## TASK PROMPT
Could you quote the records below word for word, leaving the pictures out of your answer?

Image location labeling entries
+++

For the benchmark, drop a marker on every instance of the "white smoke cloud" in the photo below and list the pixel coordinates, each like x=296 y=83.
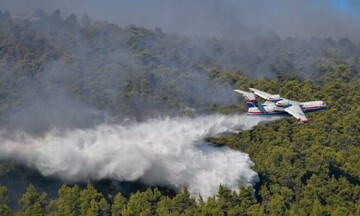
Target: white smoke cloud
x=168 y=152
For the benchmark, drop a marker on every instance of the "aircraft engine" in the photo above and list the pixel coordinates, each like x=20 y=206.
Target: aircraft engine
x=282 y=103
x=273 y=97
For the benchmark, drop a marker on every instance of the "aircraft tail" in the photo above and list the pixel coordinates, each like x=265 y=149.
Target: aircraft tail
x=249 y=98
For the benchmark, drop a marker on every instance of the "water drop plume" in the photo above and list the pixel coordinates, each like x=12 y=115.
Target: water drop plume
x=167 y=152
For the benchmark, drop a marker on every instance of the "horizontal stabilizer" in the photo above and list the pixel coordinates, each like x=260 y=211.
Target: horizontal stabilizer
x=249 y=97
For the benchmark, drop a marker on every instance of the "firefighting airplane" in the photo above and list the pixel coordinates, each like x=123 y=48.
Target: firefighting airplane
x=275 y=104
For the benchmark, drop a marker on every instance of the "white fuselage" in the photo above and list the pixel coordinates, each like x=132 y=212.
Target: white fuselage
x=278 y=108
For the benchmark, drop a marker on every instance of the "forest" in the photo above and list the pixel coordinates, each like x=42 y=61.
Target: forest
x=75 y=73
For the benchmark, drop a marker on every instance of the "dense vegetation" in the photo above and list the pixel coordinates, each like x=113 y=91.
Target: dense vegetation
x=311 y=169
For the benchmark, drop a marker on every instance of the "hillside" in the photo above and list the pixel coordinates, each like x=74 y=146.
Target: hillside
x=72 y=73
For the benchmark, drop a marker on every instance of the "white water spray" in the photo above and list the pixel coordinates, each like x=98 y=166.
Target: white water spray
x=168 y=152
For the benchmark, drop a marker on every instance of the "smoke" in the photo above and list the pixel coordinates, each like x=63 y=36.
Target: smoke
x=166 y=152
x=212 y=18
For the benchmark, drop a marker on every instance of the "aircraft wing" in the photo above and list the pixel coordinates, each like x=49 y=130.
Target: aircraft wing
x=262 y=94
x=248 y=95
x=296 y=111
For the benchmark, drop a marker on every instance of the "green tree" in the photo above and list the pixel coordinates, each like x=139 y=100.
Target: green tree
x=4 y=208
x=32 y=202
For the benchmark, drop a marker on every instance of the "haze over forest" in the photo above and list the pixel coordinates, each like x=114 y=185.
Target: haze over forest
x=135 y=95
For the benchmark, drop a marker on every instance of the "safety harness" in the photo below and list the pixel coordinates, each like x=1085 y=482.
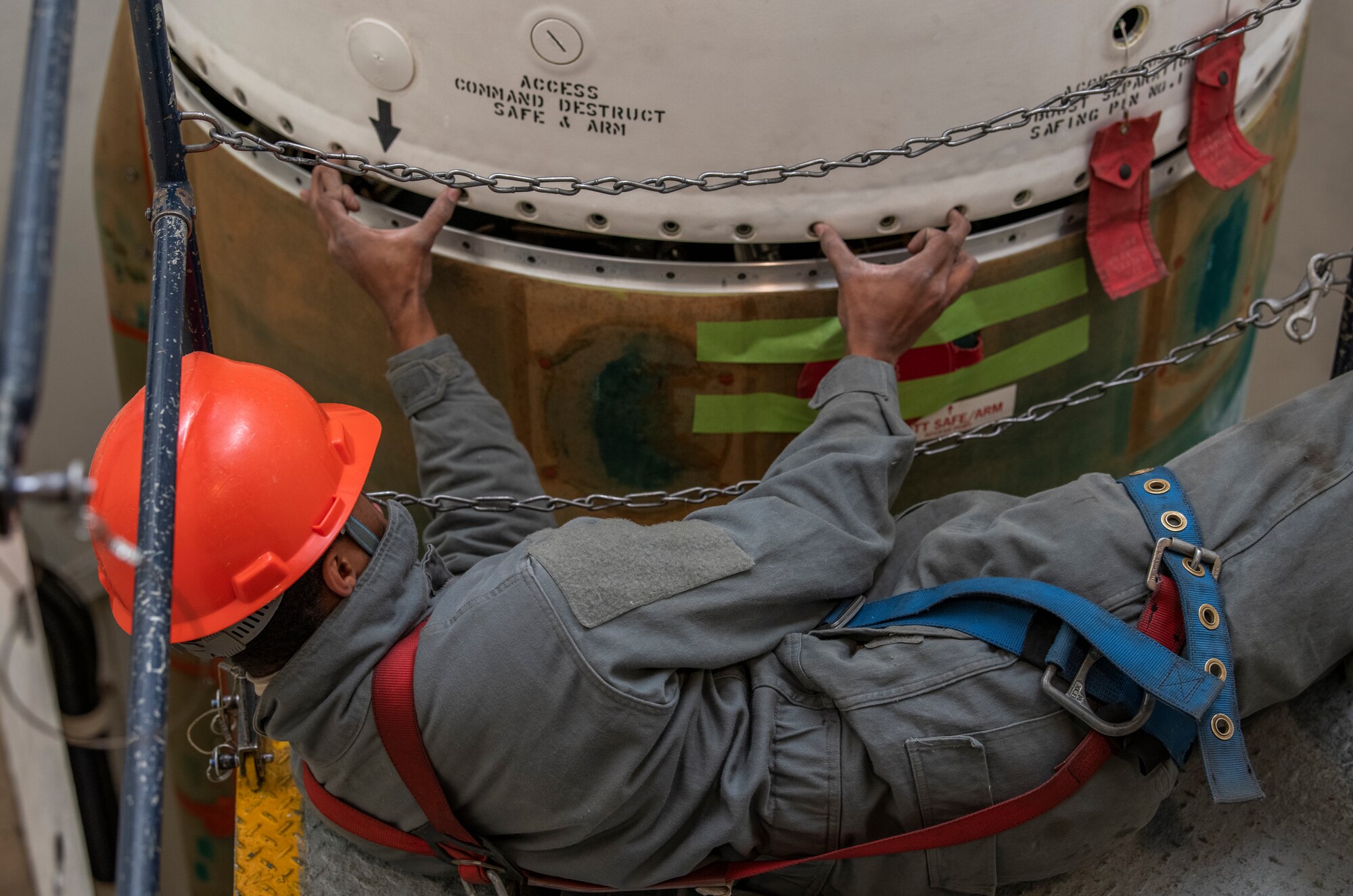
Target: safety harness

+++

## THE RESPONSE
For the benchmark, drop a marker on every instance of the "white smoke cloud" in the photo below and list the pixel coordinates, each like x=296 y=83.
Target: white smoke cloud
x=168 y=152
For the benchmark, drop a marker on every instance of the "aircraft engine" in the photo above and list the pixel coordinates, each like x=20 y=206.
Target: aircraft engine
x=282 y=103
x=273 y=97
For the benchmark, drop a marker on every instance of the "aircraft tail" in the photo above and list the pixel coordinates, each like x=265 y=149.
Target: aircraft tail
x=249 y=98
For the benchmark, drop a marker on every instance of the "water drop plume" in the photo above and list the pixel coordinates, each like x=12 y=115.
Target: water drop plume
x=167 y=152
For the benchmark, drop a marker on every instance of the "horizontal stabilizer" in the photo above and list the pixel coordinates, each like x=260 y=211.
Target: horizontal stabilizer
x=249 y=97
For the benchmark, drop a marker on every instance of the "firefighting airplane" in the photo above and list the pixel coordinates, each like x=123 y=48.
Target: firefighting airplane
x=275 y=104
For the benchmark, drop a marker on every instance of the "white fuselage" in the photo above and list the pixel coordinates, each like x=132 y=212.
Target: white fuselage
x=278 y=108
For the benchmark, drop a marker on every instance of the "forest" in the photo above and list the pixel coordinates, each like x=42 y=61.
Target: forest
x=75 y=73
For the benchmark, drop a marker on every instance of the "dense vegetation" in the photo above and list the pixel coordinates, each like x=113 y=91.
Target: dense vegetation
x=311 y=169
For the benchmark, drop a marker on every instance of the "hillside" in the photo above and list the pixel coordinates, each like x=74 y=146.
Target: hillside
x=72 y=73
For the benchmark, drop a marker on every instance of the "white water spray" in the photo above and list the pixel coordinates, each like x=98 y=166.
Target: white water spray
x=168 y=152
For the benchmark, drop a marker on every instance of the "smoke" in the photo above and list the pixel coordinates, each like x=63 y=36.
Target: smoke
x=166 y=152
x=212 y=18
For the benchmark, drop a marker on every instance of the "aircraft wing" in the photo above and list the pixel coordinates, each like x=49 y=130.
Target: aircraft wing
x=262 y=94
x=248 y=95
x=296 y=111
For the benchmark, drop a marker on every instance of the "green tree" in the photo above and list the pixel coordinates, each like x=139 y=100.
Target: green tree
x=4 y=208
x=32 y=202
For the benchmark, drop a marker on every instance of the "haze over forest" in the photo above and list the pixel coordinates, each like x=114 y=185.
Target: haze over forest
x=135 y=95
For the benchmark, drop a marker on every instance of the "safety harness" in the photo below and list the pixel coordinates, each like x=1085 y=482.
Target: safety harness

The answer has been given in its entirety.